Filter out all lines without the word "orange" from the data below, please, and copy the rest.

START RECORDS SUPPLIED

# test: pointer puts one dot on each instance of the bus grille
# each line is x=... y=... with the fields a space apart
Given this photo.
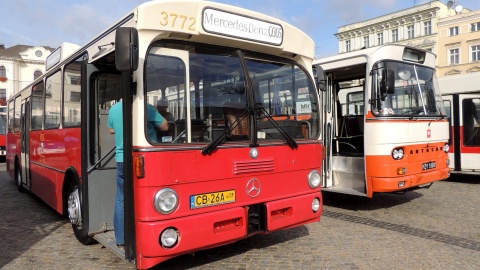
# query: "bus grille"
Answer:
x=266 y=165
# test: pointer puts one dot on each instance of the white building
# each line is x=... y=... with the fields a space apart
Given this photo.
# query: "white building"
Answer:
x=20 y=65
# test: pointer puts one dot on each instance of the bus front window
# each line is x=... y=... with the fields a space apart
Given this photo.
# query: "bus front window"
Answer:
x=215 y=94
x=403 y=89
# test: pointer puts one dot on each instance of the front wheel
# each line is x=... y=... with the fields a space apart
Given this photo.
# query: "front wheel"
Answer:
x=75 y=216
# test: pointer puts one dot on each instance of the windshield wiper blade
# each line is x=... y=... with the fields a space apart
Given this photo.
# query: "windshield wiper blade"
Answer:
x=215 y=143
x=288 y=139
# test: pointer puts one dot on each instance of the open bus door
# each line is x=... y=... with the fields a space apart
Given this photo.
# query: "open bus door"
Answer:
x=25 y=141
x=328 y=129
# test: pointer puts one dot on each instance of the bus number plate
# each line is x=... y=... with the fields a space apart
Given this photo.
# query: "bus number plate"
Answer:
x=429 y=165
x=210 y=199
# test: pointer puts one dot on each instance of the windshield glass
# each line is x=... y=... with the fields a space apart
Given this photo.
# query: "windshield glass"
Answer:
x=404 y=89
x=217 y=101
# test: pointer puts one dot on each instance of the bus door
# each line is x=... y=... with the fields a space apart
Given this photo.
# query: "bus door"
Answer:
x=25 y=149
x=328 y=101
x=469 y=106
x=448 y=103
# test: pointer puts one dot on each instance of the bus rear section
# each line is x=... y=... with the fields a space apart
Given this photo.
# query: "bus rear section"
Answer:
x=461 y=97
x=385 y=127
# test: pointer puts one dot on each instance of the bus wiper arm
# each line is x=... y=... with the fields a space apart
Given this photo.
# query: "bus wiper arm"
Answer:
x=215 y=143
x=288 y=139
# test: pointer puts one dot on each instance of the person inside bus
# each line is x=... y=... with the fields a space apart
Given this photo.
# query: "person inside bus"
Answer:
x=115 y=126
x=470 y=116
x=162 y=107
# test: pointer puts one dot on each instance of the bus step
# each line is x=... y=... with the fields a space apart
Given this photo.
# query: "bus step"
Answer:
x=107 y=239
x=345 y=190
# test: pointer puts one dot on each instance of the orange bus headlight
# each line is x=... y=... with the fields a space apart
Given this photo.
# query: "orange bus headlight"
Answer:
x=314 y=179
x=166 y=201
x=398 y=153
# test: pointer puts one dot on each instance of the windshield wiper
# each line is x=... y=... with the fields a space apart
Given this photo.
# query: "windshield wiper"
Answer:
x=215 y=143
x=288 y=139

END RECORDS SUPPLIED
START RECORDS SUPPLIED

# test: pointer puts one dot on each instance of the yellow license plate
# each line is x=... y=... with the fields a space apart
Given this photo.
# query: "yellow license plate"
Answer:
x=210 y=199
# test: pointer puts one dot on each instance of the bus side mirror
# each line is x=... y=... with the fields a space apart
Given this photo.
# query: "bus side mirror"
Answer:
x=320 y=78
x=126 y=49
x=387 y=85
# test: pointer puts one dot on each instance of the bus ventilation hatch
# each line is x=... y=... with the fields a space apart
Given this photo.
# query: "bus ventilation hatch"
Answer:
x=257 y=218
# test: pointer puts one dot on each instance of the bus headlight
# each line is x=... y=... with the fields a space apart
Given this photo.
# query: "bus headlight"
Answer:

END RECORDS SUPPLIED

[EXERCISE RESULT]:
# test: pointer puts one dot on each instance of the orange bus headlight
# query: "orange bus headlight"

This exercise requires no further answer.